— Begin Extracted text —

1. The magistrate judge recommends dismissing, as moot, Plaintiff's claim against
Defendant Patison. (R&R at 2 PageID.645.) Neither party objects to this recommendation.
Because Patison is no longer with the MDOC, Plaintiff cannot obtain any relief from Patison.
The recommendation to dismiss Patison is ADOPTED.
2. The magistrate judge found conflicting evidence (A) "regarding whether allowing
plaintiff to possess the Circle Seven Charm places him in a real position of authority over
other prisoners, and [(B)] whether it poses a real rather than an exaggerated threat to prison
security." (R&R at 12 PageID.655.)
A. Whether Possessing a Circle Seven Charm Puts Plaintiff in a Position of Authority
Over Other Prisoners. For this factual conclusion, he magistrate judge found a genuine issue
of material fact.

— End Extracted text —
— Begin Supplied information —

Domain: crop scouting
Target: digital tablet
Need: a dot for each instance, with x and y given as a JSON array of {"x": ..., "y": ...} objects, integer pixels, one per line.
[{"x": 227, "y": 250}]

— End Supplied information —
— Begin Supplied information —

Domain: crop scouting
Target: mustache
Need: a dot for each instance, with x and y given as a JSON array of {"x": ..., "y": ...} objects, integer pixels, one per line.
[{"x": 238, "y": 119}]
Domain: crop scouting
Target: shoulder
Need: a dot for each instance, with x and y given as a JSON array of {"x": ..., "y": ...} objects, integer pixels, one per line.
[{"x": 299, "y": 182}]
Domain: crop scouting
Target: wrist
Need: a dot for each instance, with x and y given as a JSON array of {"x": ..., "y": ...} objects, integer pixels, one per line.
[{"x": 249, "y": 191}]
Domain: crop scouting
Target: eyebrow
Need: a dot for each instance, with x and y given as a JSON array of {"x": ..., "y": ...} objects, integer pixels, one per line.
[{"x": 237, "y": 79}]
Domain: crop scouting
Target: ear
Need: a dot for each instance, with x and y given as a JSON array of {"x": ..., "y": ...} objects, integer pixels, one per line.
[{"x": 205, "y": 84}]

— End Supplied information —

• What is needed:
Answer these questions using the excerpt from the court ruling.
1. Why can Plaintiff not obtain any relief from Patison?
2. What item's possession is the subject of the conflicting evidence?
3. On whether possessing that item puts Plaintiff in a position of authority over other prisoners, what did the magistrate judge find?
The records are not needed for this work.

• Correct answer:
1. Patison is no longer with the MDOC.
2. The Circle Seven Charm.
3. A genuine issue of material fact.